## Supplied records
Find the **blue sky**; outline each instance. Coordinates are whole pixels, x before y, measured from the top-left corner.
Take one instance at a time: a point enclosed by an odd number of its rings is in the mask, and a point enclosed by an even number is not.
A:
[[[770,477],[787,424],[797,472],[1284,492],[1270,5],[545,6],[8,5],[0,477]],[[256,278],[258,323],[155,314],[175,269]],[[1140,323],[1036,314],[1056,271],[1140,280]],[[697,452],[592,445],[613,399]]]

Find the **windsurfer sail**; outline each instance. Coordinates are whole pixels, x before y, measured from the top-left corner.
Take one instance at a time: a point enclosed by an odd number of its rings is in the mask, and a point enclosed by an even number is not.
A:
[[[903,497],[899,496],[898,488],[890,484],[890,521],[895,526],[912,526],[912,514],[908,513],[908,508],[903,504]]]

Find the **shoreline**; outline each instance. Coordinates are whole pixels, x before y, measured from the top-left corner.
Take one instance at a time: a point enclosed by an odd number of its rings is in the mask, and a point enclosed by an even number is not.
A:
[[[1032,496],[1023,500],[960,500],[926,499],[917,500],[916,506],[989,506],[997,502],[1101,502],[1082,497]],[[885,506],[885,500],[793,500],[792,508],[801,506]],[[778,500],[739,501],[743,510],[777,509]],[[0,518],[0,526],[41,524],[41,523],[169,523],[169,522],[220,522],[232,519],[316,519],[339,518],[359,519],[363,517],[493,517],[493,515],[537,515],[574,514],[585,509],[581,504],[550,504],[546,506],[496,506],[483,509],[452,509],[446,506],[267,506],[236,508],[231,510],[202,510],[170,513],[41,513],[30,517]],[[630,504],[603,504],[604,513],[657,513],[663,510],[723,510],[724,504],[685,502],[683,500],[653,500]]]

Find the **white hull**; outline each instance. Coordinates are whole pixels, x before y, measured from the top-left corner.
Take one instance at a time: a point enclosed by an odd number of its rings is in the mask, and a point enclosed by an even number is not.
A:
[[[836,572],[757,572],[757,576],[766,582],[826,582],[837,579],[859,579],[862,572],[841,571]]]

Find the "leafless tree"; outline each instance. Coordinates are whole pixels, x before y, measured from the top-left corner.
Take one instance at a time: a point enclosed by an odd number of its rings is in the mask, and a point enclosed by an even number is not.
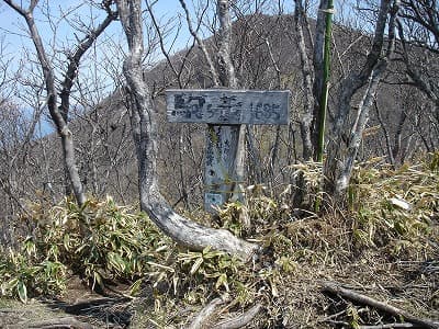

## Task prompt
Which lines above contain the word "Find"? Copy each of them out in full.

## Worked solution
Find the **blue sky**; outline each instance. Coordinates are whole pixels, x before y, measured from the top-left corner.
Find the **windsurfer sail**; outline each instance. Coordinates are whole pixels, x before y, measured from the top-left corner.
Find the **shoreline**; outline each instance. Coordinates are whole pixels, x before y, measured from the top-left corner.
Find the **white hull**; outline each instance. Coordinates are whole pixels, x before y, measured from the top-left corner.
Find the "leafless tree"; outline each instance. Coordinates are whole pixels, x before y, measured from the top-left corner.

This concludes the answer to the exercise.